Reproduce the following listing in full, word for word, and leave out any pictures.

══ INPUT RECORDS ══

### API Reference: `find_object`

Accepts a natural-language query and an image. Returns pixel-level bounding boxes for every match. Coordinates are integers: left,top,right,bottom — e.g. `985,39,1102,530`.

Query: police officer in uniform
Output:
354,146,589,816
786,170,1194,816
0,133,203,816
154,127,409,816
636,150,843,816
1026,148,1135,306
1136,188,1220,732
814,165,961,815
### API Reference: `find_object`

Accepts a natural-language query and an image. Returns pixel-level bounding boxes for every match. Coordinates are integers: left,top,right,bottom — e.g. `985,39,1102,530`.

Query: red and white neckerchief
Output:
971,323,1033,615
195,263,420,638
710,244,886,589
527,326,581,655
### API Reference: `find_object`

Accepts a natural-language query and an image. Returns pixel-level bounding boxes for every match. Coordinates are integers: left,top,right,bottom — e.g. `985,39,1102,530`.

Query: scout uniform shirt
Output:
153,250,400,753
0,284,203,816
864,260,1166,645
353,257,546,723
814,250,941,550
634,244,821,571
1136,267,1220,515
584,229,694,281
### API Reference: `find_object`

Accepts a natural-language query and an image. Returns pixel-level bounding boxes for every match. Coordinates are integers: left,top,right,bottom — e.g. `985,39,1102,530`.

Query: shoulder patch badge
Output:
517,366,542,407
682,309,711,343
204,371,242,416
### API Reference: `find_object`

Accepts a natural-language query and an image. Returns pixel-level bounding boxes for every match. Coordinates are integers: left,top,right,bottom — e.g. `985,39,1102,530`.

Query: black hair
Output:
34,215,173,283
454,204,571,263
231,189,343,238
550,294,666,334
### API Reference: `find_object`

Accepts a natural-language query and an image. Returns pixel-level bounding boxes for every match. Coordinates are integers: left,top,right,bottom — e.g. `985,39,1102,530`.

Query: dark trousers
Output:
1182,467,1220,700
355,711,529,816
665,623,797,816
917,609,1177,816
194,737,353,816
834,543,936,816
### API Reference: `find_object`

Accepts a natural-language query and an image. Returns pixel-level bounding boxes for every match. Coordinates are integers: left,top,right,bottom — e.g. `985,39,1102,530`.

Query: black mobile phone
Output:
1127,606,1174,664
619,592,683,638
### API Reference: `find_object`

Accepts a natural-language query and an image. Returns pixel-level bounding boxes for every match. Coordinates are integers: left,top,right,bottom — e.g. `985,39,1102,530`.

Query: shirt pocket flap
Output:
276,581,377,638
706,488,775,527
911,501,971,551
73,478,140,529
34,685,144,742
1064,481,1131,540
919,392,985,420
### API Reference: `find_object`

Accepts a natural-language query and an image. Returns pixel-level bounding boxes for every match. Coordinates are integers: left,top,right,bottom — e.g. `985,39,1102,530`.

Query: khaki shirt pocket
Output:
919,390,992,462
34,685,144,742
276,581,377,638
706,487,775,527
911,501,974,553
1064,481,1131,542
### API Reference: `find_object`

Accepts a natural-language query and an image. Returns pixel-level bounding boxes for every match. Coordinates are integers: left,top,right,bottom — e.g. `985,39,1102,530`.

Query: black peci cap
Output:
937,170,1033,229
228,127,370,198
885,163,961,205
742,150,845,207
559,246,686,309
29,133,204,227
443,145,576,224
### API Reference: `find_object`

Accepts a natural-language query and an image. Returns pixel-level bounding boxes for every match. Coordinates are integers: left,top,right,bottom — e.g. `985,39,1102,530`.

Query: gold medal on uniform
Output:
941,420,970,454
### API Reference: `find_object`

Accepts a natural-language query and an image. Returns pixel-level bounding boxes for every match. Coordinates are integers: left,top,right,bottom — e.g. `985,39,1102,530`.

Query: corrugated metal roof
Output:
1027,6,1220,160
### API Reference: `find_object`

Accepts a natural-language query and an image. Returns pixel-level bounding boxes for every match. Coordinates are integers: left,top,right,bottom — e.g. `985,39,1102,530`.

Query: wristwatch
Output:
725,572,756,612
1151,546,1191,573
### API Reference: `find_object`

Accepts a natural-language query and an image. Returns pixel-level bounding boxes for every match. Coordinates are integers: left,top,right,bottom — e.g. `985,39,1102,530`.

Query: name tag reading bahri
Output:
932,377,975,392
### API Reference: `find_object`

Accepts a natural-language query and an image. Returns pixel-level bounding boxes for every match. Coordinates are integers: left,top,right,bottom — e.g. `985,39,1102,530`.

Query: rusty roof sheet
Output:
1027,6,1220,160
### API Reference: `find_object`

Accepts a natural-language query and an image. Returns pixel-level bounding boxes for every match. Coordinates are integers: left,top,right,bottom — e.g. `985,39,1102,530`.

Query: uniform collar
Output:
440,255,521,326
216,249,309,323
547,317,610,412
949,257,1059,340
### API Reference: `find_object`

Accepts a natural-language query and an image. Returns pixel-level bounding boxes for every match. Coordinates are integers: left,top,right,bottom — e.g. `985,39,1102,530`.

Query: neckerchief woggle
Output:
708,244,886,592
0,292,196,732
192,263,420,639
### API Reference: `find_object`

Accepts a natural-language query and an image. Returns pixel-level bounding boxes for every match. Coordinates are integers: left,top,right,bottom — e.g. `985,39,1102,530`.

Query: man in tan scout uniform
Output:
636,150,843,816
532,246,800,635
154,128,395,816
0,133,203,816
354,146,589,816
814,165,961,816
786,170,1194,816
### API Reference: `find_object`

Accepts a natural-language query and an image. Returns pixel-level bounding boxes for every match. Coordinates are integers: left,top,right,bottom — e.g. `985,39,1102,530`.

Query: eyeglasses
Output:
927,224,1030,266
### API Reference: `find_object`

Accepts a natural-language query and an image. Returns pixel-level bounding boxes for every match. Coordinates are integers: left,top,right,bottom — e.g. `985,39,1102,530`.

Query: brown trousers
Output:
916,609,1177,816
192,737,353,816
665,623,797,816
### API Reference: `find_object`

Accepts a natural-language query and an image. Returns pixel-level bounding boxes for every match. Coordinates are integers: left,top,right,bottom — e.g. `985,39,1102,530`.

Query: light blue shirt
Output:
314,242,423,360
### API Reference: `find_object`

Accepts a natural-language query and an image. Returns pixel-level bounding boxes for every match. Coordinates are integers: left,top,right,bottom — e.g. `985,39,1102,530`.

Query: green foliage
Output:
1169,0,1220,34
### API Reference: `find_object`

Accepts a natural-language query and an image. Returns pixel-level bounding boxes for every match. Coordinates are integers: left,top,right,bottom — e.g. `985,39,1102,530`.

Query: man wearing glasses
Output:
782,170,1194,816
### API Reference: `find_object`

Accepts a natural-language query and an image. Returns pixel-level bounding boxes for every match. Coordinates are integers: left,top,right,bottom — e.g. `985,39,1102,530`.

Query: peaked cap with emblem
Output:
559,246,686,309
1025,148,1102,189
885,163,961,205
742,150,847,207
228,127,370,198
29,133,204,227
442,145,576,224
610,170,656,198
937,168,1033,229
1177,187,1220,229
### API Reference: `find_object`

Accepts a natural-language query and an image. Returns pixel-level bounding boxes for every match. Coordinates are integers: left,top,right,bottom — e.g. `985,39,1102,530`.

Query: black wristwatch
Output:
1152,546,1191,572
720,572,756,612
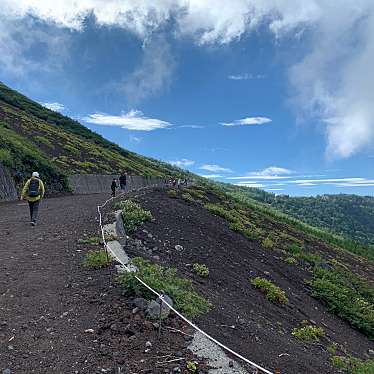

═══

* **COMPLETE ANSWER**:
### API Reference: `find_object`

Accepts a natural-language query and an image. Returns pixel-level bounding boxes for every match. Coordinates are integers: left,top,right,bottom — e.g. `985,39,1102,530`.

Query: police officer in uniform
Output:
354,146,589,816
786,170,1194,816
0,133,203,816
154,127,409,816
636,150,843,816
1026,148,1135,306
1136,188,1220,732
814,165,961,815
### API Reference: `find_object`

Accepts a natural-language query and an image. Returns pixel-level bounding boxes for every match. Coordinates are integers: left,top,right,bottom — e.g. `985,39,1102,530`.

Query: red and white neckerchief
Output:
971,323,1033,615
195,263,420,638
710,244,886,589
527,326,581,655
### API Reference: `find_object`

Accepts a natural-language query and an image. Returns pixel-level bounding boxes for every match. Coordinates are integers: left,top,right,bottom — e.g. `985,39,1102,530`.

Query: scout uniform shirt
Output:
153,250,400,753
0,284,203,816
864,260,1166,645
353,257,546,723
814,250,941,550
634,244,821,571
1136,267,1220,515
584,229,694,281
### API Reference: `find_object`

Accepts a natural-language query and an image. Returns pixel-level bounding boxes for every match. Coordinates are integers: left,top,right,bottom — e.g. `985,39,1102,530`.

Query: shoulder patch badge
Output:
517,366,542,407
682,309,711,343
204,371,242,416
### API Reference: `find_object`

Accepts a natural-language query and an image. Returns pixel-level bounding boxes for every match. Coordinates are integers: left,top,right,bottom — e.g. `985,39,1102,530`.

Query: black hair
Output:
34,215,173,283
454,204,571,263
231,189,343,238
550,294,666,334
### API Reference: `find_object`

Accepts a natural-language query and an image. Returns pixel-level bounding boxes for every match. Coordinates are integers: left,top,right,bottom — e.g. `985,39,1102,530`.

Query: dark trousers
Output:
1182,467,1220,700
355,711,529,816
665,623,797,816
917,609,1177,816
194,737,353,816
834,543,936,816
### API Reference: `find_object`

Accepts a natural-language query and an image. Returns pixel-level bounding boxes for every match. Coordinates are integers: left,top,right,bottom — e.g. `985,39,1102,530`.

Query: black mobile phone
Output:
1127,606,1174,664
619,592,683,638
### API Reference: `find_object`

Accepts a natural-language query and an image. Returns pixel-level bounding boxes for every match. Coordinates are integers: left,top,right,bottom — e.g. `985,39,1102,530`.

Query: shirt pocket flap
Output:
276,581,377,638
706,488,775,527
911,501,971,551
73,478,140,529
34,685,144,742
1064,481,1131,540
919,392,985,420
### API Reference: `find_object`

Accepts a natural-language query and an image. Returns pixel-level bounding boxes for every match. Coordinates are integers: left,top,right,bottom — e.g. `985,39,1102,530`.

Query: khaki shirt pocket
Output:
919,390,992,462
34,685,144,742
276,581,377,638
706,487,775,527
911,501,974,553
1064,481,1131,542
### API Reference: `find_object`

Accepts a natural-language query and an image. Returns pixel-level bounding boxes for every match. Coordinates are integers: left,top,right,bottom — e.g. `985,39,1102,530`.

Query: black peci cap
Output:
937,170,1033,229
228,127,370,198
885,163,961,205
742,150,845,207
559,246,686,309
29,133,204,227
443,145,576,224
### API Reference: `find_object`

Accepts a natural-language query and an image. Returns pixel-level bounding boxes for every match. Coordinates are integers: left,top,right,bottom — e.g. `985,39,1102,530`.

Query: gold medal on uniform
Output:
941,420,970,454
### API Reference: `find_object`

Accepts a natural-language query and an image. Returns pixel-level bounding boxes for every match. Coordinates are integers: left,top,right,bottom — e.g. `985,39,1102,530`.

Query: corrugated metal roof
Output:
1027,6,1220,160
### API Reference: `find_object`

Accepts a natural-language query and an image. Returns pixel-level bounding boxes for every match. Coordinates are integers: left,top,right,bottom — e.g. `985,39,1102,530`.

Query: wristwatch
Output:
725,572,756,612
1151,546,1191,573
### API Reference: `find_object`

Accepts a natural-language query and an image. Returns pixel-level bounding boxes for every match. Coordinates are integers: left,top,right,bottom — e.g. `985,39,1102,530`.

Query: name tag reading bahri
Output:
932,377,975,392
### API Reference: `find_object`

Accepts a natural-language query and an image. Returns pixel-level bounding boxes for every match. Coordinates are integers: left,top,right,bottom — e.g. `985,39,1102,530`.

Query: rusty roof sheet
Output:
1027,6,1220,160
### API Reference: `find_object`

Accepts a natural-language query and an image. Returns pixel-level bounding boxes for every match. Coordinates are integers: left,top,right,bottom — e.g. `985,39,1102,530`.

Query: uniform collar
Output:
440,255,521,326
216,249,309,323
547,317,610,412
949,257,1059,340
### API Reference: `find_object`

Accepts a natural-language query and an image. Returns pixel-level bounding boxes for every match. Coordinates are integers: left,top,right,bottom — e.g. `985,39,1102,530`.

Query: neckerchief woggle
Output:
708,244,886,592
0,292,196,732
192,263,420,639
### API Reference: `find_object`

Accepts a natural-language query and an image. Returns pixel-level bounding boxes for every match. Coordinates are integers: left,top,right,bottom — e.g. `985,39,1102,530`.

Query: man in tan scout uniform
Output:
636,150,843,816
532,246,800,635
154,128,395,816
0,133,203,816
354,146,589,816
814,165,961,816
786,170,1194,816
### API Reference: `find_object`

Accepts a natural-language query and an image. Returns pixel-level bounding boxes for every match. Coordinates are integers: left,top,right,bottom — e.g. `985,39,1102,530`.

Query: eyeglasses
Output:
927,224,1030,266
### API Reference: `find_object`

Accepts a natural-language query and an image. Returns pixel-level bounding boxes for every match. Coordinates are integers: left,top,right,bottom — e.g. `985,39,1102,530`.

Query: brown trousers
Output:
916,609,1177,816
192,737,353,816
665,623,797,816
### API Reference: `find_object`

Accepts a natural-language query and an image. Returns pixel-level bounding boxes for every match. Coordinates are integers: left,top,right,bottom — e.g. `985,39,1102,530`.

Query: light blue shirt
Output:
314,242,423,360
### API Reference: `find_object`

Accepts a natural-language query and an image. Returns pixel-level bounding boxes for every match. Coordinates are integers: left,top,right,bottom — e.g. `985,39,1102,530`.

Query: green foliage
Output:
1169,0,1220,34
### API Reference: `find_object`

Accepts a natural-language query and an image. Returns pixel-level bounding boxes for every match. Coordinates are integers: left,top,right,bottom — e.g. `985,39,1102,530`.

Query: man wearing glasses
Output:
782,170,1194,816
### API Reference: `find_object`

Accepts a natural-language query and an image. Returns pixel-level bounding boxes for every match. Coordinates are integers: left,top,right,bottom — e.g. `985,39,1102,530`.

Query: peaked cap with emblem
Output:
559,246,686,309
1025,148,1102,189
885,163,961,205
742,150,847,207
228,127,370,198
29,133,204,227
442,145,576,224
610,170,656,198
937,168,1033,229
1177,187,1220,229
### API Reference: `find_object`

Accepts a natural-language query and an image. Returns pixel-level bounding boxes for every match. Coordinates are integers: left,top,right,bottom — e.g. `985,39,1102,530`.

Query: black wristwatch
Output:
1152,546,1191,572
720,572,756,612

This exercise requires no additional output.